= WORK ORDER =
Would you transcribe the data word for word?

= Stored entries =
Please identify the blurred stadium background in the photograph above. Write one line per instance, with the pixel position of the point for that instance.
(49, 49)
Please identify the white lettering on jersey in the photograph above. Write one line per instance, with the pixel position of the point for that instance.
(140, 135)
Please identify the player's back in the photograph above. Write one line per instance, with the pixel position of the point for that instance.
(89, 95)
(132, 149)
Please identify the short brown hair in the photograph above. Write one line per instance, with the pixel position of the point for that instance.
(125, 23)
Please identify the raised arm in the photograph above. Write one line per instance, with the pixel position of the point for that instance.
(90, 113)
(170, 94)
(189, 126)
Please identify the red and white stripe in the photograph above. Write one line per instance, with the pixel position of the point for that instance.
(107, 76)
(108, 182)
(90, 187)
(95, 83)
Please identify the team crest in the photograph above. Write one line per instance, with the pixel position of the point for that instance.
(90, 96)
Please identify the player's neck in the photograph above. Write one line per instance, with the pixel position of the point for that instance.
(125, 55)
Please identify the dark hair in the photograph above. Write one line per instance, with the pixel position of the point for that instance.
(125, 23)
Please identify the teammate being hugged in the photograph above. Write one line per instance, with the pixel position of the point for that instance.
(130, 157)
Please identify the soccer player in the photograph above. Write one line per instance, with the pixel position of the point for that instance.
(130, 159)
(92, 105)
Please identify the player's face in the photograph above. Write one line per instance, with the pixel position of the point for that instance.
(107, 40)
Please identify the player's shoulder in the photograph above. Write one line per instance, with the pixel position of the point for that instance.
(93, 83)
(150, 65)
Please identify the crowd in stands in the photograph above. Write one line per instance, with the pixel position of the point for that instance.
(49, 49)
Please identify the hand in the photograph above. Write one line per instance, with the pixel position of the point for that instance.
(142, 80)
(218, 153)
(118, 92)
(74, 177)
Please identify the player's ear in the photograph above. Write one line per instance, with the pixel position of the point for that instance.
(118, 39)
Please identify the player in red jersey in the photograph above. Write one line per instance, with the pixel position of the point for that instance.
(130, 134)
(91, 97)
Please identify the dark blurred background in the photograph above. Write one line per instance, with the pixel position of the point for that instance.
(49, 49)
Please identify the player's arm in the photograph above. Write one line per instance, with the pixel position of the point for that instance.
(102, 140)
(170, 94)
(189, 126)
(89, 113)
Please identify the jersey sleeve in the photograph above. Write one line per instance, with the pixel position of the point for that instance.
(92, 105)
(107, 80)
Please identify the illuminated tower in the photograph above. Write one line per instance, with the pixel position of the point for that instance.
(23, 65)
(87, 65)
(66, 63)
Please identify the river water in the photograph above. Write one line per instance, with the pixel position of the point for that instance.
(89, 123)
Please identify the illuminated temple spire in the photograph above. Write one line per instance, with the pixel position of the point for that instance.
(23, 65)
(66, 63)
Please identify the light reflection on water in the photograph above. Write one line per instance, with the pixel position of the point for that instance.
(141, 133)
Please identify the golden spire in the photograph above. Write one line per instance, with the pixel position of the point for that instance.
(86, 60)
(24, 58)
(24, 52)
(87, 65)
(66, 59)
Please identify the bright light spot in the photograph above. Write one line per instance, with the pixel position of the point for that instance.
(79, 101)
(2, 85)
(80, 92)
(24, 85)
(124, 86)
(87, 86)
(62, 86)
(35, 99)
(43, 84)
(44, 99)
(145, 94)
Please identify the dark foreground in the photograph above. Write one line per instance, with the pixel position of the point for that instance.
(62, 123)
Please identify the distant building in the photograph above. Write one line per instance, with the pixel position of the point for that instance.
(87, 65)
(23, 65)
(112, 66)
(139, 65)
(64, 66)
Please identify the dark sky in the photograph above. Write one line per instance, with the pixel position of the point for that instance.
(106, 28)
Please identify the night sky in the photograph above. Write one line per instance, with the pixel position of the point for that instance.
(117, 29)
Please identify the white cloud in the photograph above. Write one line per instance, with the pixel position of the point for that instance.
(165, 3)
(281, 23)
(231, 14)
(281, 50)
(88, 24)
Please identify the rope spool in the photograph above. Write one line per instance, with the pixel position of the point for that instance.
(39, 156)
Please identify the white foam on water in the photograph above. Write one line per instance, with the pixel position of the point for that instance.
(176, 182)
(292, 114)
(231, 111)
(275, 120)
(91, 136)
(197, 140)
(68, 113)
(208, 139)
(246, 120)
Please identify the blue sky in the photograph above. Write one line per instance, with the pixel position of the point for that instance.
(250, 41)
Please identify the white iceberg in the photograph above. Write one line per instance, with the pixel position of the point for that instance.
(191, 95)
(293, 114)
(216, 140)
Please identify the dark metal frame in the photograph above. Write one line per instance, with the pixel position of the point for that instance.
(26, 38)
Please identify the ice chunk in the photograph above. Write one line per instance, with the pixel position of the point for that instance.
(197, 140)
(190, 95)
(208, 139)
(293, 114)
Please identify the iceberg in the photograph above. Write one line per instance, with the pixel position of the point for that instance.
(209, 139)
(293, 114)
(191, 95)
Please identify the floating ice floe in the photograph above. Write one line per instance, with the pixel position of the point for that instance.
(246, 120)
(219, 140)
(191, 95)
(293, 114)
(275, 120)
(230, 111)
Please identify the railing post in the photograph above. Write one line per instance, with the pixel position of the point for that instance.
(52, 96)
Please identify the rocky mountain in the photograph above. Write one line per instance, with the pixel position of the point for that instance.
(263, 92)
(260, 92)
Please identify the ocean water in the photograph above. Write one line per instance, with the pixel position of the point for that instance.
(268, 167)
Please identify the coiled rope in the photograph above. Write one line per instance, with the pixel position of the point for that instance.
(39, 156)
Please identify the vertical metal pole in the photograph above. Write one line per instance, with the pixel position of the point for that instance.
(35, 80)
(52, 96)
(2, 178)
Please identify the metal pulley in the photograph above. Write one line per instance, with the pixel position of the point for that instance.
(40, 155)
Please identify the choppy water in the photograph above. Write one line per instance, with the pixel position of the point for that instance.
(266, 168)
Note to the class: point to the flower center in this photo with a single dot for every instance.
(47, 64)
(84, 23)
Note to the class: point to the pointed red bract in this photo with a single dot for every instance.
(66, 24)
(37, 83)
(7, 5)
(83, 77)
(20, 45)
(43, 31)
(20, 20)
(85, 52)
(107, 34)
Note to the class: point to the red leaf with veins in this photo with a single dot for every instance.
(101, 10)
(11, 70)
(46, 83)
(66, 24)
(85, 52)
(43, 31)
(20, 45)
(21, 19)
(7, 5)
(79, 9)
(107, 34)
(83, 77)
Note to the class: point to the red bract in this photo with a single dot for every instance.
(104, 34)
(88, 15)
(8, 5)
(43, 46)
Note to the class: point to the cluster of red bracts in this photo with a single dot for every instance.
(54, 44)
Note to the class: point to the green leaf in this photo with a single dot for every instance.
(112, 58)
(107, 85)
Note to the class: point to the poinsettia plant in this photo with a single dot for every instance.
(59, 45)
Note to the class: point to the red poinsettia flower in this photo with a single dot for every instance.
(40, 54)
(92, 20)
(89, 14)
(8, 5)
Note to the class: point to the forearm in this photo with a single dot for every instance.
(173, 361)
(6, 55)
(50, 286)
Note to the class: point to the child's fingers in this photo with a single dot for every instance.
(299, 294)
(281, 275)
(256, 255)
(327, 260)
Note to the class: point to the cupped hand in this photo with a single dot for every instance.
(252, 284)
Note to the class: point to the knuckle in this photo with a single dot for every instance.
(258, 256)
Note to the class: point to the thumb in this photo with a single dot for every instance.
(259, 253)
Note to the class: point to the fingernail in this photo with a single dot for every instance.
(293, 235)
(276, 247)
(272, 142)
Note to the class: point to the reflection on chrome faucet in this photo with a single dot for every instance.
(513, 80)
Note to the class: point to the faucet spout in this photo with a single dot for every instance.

= FINISHED TASK =
Please identify the blurred stadium background in the photograph above. Write one line per instance, with the pixel position of the point for that instance.
(49, 49)
Please identify the white lettering on jersey in the photograph above. Write one line per instance, with the pixel position of the point for that instance.
(140, 135)
Please identify the player's back in the photograph above. Write one line per instance, with the pixel position of the point for that instance.
(89, 95)
(132, 149)
Please identify the short brown hair in the photograph above. Write one line per instance, with the pixel position of the point for that instance.
(125, 23)
Please identify the raised arm in the photograph above. Write one line per instance, with the pixel position of the point for that instance.
(90, 113)
(170, 94)
(189, 126)
Please identify the red and white stripe in the photograph above. Write one line per instance, with the pixel position of the point for that instance.
(107, 76)
(108, 182)
(90, 187)
(95, 83)
Please identify the team crest in the photograph above. Write one line per instance, with the pixel position of the point for that instance.
(90, 96)
Please identify the player's neck in the photograph above. Write one line per instance, with the pixel position of the point for that instance.
(125, 55)
Please identify the dark hair in the photograph above. Write one line per instance, with the pixel position of the point for that instance.
(125, 23)
Please identify the teammate being hugged in the photograph above. Write one line per instance, with the pixel position of the point for that instance.
(130, 157)
Please identify the soccer player in the photograph above. Write one line per instance, with the pixel position of the point for that instance.
(130, 159)
(92, 105)
Please identify the player's face in the photograph above. Write one line per instance, with the pixel position of the point for that instance.
(107, 40)
Please identify the player's shoulder in the photograph above. Write one line per instance, with the pixel position of the point for that instance.
(93, 83)
(150, 65)
Please identify the crowd in stands in the photograph above. Write one line per instance, with the pixel position of the point for that instance.
(49, 49)
Please identify the hand in the photograph above. Write one line per instance, with the pixel position of the point for that instance.
(142, 80)
(218, 153)
(118, 92)
(74, 177)
Please identify the player's ear in the photograph above. Write one line per instance, with the pixel position of the point for that instance.
(118, 39)
Please identify the player in red jersey in the photograph above. Write one line per instance, with the pixel position of the point for that instance.
(130, 134)
(91, 97)
Please identify the dark blurred background in the photograph above. Write one line per instance, with the pixel position of the point for that instance.
(49, 49)
Please identify the player's arm in the photograph above. Write one line per instance, with the pixel position of the point for that instance.
(102, 140)
(170, 94)
(189, 126)
(89, 113)
Please identify the jersey sleeve in the photograph above. Write one line per instance, with the pixel position of the point for that instance.
(92, 105)
(107, 80)
Please identify the illuminated tower in the photograph above. Write one line per instance, with the pixel position of the point for that instance.
(23, 65)
(87, 65)
(66, 63)
Please identify the river water in the photograph above. Write one line per instance, with the pixel position of the point for that instance.
(89, 123)
Please identify the illuminated temple spire in the photograph above. Write one line per instance, with the pixel position of the point for that instance.
(23, 65)
(66, 63)
Please identify the light reflection on water in the photograph above. Write one line per instance, with the pixel position of the point for that instance.
(141, 133)
Please identify the golden spire in the photograph above. Write one line per instance, with the pixel position of the point for that instance.
(86, 60)
(24, 58)
(24, 52)
(87, 65)
(66, 59)
Please identify the bright light spot in the photograph above. Write one line per instance, with the pixel position of the point for that instance.
(79, 101)
(2, 85)
(80, 92)
(24, 85)
(124, 86)
(87, 86)
(62, 86)
(35, 99)
(43, 84)
(44, 99)
(145, 94)
Please identify the dark foreground in the photograph above. Write one line per instance, with the pixel position of the point for that instance.
(62, 123)
Please identify the distant building in the photograph above. Write one line per instance, with the pixel position of the point for that instance.
(87, 65)
(23, 65)
(112, 66)
(139, 65)
(64, 66)
Please identify the dark sky in the photograph above. Write one line per instance, with the pixel position of the point for that instance.
(106, 28)
Please identify the night sky in the photograph above. Write one line per instance, with the pixel position of the point for that instance.
(117, 29)
Please identify the white cloud in the photograph above. Write one line per instance, with the pixel position of the point for that instance.
(165, 3)
(281, 23)
(231, 14)
(281, 50)
(88, 24)
Please identify the rope spool in the photograph above. Write one line per instance, with the pixel position of the point for that instance.
(39, 156)
Please identify the white foam on water in the photograph above. Write one line per instance, with the pixel position of the point for that instance.
(176, 182)
(292, 114)
(231, 111)
(275, 120)
(91, 136)
(197, 140)
(68, 113)
(208, 139)
(246, 120)
Please identify the blue sky in the photograph above. Write one line per instance, with the pixel position of the point for that instance.
(250, 41)
Please identify the white iceberg in the photograph above. Write one line per instance, with the pixel position of the point for that instance.
(191, 95)
(293, 114)
(216, 140)
Please identify the dark metal frame in the photograph above. Write one line per instance, with the pixel position of the point for that instance.
(26, 38)
Please identify the ice chunk in the photograph above. Write one line per instance, with the pixel position of the point for that instance.
(197, 140)
(190, 95)
(208, 139)
(293, 114)
Please identify the iceberg in the photograph above. Write one line per instance, with the pixel position of the point for that instance.
(209, 139)
(293, 114)
(191, 95)
Please identify the floating ice floe in the photograph above. Write one line per instance, with the pixel position of the point for that instance.
(246, 120)
(219, 140)
(191, 95)
(293, 114)
(275, 120)
(230, 111)
Please identify the railing post in the photograph above. Write one line per instance, with the pixel position of the point for that instance.
(52, 96)
Please identify the rocky mountain in the photograph above. Write one line per instance, with the pixel position of the point for that instance.
(263, 92)
(260, 92)
Please identify the ocean water in the photograph above. Write one line per instance, with the pixel position of the point for that instance.
(268, 167)
Please identify the coiled rope in the photograph above. Write one line per instance, with the pixel position of the point for that instance.
(39, 156)
Please identify the vertical metal pole in the photograph above. Write one line per instance, with the pixel position of the point for that instance.
(35, 80)
(52, 96)
(2, 178)
Please identify the metal pulley in the photograph above. Write one line per instance, with the pixel position of the point for that instance.
(40, 155)
Please identify the choppy water in the photograph above. Write one line per instance, with the pixel position of the point for that instance.
(266, 168)
Note to the class: point to the flower center in this photo with a single dot for every instance.
(47, 64)
(84, 23)
Note to the class: point to the pointed red bract in this photo with a single dot for every instance.
(66, 24)
(37, 83)
(7, 5)
(83, 77)
(20, 45)
(43, 31)
(20, 20)
(85, 52)
(107, 34)
Note to the class: point to the red leaf with veins in this photo with a single dot for every instance.
(101, 10)
(11, 70)
(46, 83)
(66, 24)
(85, 52)
(43, 31)
(20, 45)
(21, 19)
(7, 5)
(79, 9)
(107, 34)
(83, 77)
Note to the class: point to the red bract in this photo with a single dot for every instance.
(104, 34)
(88, 15)
(8, 5)
(43, 46)
Note to the class: point to the cluster of red bracts in this photo with a single dot for every instance.
(54, 44)
Note to the class: point to the green leaf in this photo with a single dot for every instance.
(112, 58)
(107, 85)
Note to the class: point to the poinsettia plant in this photo with a single dot for every instance.
(59, 45)
Note to the class: point to the red poinsettia flower in this photo with a single dot for every instance.
(40, 54)
(92, 20)
(89, 14)
(8, 5)
Note to the class: point to the forearm in this photo with a single dot for every instance.
(173, 361)
(6, 55)
(50, 286)
Note to the class: point to the child's fingers in this photo with a single dot for every instance.
(299, 294)
(281, 275)
(256, 255)
(327, 260)
Note to the class: point to the cupped hand in this photo with a single dot for every instance.
(252, 284)
Note to the class: point to the knuckle in this photo with a single dot for every instance.
(258, 256)
Note to the class: point to the thumb in this photo with a single dot for every instance.
(259, 253)
Note to the class: point to the fingernail in this photo with a single dot for every instance.
(293, 235)
(276, 247)
(272, 142)
Note to the class: point to the reflection on chrome faucet in this photo with a single dot for every instance.
(513, 80)
Note to the class: point to the faucet spout in this photo with a single dot for every instance.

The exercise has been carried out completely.